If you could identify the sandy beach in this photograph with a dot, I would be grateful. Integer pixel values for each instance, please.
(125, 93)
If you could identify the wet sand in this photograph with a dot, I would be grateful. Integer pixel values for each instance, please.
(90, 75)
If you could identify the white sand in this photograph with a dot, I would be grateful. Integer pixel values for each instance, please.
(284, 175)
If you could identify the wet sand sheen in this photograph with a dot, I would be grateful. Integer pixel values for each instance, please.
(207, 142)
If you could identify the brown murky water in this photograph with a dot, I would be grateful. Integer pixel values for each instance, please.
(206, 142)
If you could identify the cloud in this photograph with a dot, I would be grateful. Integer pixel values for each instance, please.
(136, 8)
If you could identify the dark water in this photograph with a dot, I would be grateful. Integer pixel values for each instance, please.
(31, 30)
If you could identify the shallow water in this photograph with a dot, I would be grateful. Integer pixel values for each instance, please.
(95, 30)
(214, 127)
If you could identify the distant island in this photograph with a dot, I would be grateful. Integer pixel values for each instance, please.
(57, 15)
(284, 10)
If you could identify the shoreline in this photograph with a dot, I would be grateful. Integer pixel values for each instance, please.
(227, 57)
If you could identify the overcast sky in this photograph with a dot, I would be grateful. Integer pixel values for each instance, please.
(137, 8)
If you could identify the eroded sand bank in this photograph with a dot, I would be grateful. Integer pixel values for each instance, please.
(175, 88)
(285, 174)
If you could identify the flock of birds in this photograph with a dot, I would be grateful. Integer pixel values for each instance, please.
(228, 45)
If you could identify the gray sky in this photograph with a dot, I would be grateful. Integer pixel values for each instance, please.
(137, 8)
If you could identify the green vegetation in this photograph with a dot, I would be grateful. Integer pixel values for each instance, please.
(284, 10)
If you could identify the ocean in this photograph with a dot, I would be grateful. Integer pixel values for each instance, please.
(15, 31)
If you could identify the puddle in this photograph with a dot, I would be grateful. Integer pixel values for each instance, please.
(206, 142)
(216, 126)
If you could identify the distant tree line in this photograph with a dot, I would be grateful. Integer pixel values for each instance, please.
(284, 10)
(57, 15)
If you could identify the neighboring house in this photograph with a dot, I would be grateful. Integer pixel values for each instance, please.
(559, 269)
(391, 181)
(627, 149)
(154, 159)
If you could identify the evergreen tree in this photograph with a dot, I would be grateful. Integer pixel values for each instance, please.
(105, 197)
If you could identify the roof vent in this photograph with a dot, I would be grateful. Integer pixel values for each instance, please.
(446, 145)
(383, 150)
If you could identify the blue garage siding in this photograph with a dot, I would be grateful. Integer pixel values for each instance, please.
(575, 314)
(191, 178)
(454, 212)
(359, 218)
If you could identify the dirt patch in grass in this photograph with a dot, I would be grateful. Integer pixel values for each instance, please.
+-------+
▶ _Problem details_:
Could you render all of the entries above as a numbered list, with any blank lines left out?

▶ _Answer for this exercise_:
1. If you could identify the sandy beach in this photograph with a dot, I would be grateful. Integer pixel values for each instance, please.
2. (125, 93)
3. If you could identify the wet sand in this photograph with a dot, I would be grateful. Integer pixel values for each instance, please.
4. (90, 75)
5. If you could identify the white sand in this photograph with a dot, I would be grateful. Integer pixel values for each instance, please.
6. (284, 175)
7. If you could identify the wet sand sheen in this photograph with a dot, I would be grateful. Integer pixel values for each instance, please.
8. (207, 142)
9. If you could identify the brown murky water in this photograph with a dot, I would be grateful. Integer pixel values for each instance, please.
10. (206, 142)
11. If you could identify the cloud in this photograph with a dot, I would be grateful. Integer pixel values for each instance, please.
12. (136, 8)
13. If you could identify the dark water in this photograph with a dot, I would be grateful. Integer pixel values for each instance, please.
14. (31, 30)
15. If you could identify the shallow water in this photograph with a dot, I would be grateful. Integer pixel values for each instance, please.
16. (95, 30)
17. (214, 127)
18. If you could identify the distant island in this photograph with a dot, I would be grateful. Integer pixel values for each instance, please.
19. (57, 15)
20. (284, 10)
21. If you could identify the shoreline in this photograph with a dot, I would be grateful. Integer pixel values for each instance, please.
22. (227, 57)
23. If you could identify the overcast sky in this photograph with a dot, I would be grateful. Integer pixel values for each instance, please.
24. (137, 8)
25. If you could identify the eroded sand bank in this photograph with a dot, I would be grateful. Integer pixel values for each instance, please.
26. (175, 88)
27. (285, 174)
28. If you could identify the flock of birds in this photograph with a dot, I would be grateful. Integer pixel values for each instance, please.
29. (228, 45)
30. If you could identify the gray sky in this photograph with a dot, I would be grateful. Integer pixel values for each instance, please.
31. (137, 8)
32. If you could identify the green vegetation in this photograph with a dot, I would be grateful. Integer pixel values for each instance, please.
33. (284, 10)
34. If you could identify the ocean in this photograph with a dot, I would be grateful. Integer pixel values for each instance, please.
35. (15, 31)
36. If you could identify the puddle in this photograph with a dot, I would be grateful. Integer pixel values for each instance, please.
37. (206, 142)
38. (216, 126)
39. If you could identify the distant tree line in this photograph with a dot, I would be grateful. Integer pixel values for each instance, please.
40. (284, 10)
41. (57, 15)
42. If you could identify the neighboring house in this photograph with a dot, I would be grateful. Integer pixel values for each instance, please.
43. (559, 269)
44. (391, 181)
45. (627, 149)
46. (154, 159)
47. If you could identify the evergreen tree in this photograph with a dot, I would be grateful. Integer pixel values for each instance, please.
48. (105, 197)
49. If you could identify the roof vent in this photograph with a dot, I would be grateful. Integer pixel values for each instance, please.
50. (446, 145)
51. (383, 150)
52. If you could identify the blue garage siding in this photograph with a dot, I would be grateful. Integer pixel values for each instance, please.
53. (575, 314)
54. (191, 178)
55. (454, 212)
56. (359, 218)
57. If you could identify the dirt patch in grass in this photograph with a dot, I would be grateful. Integer pixel values for each instance, please.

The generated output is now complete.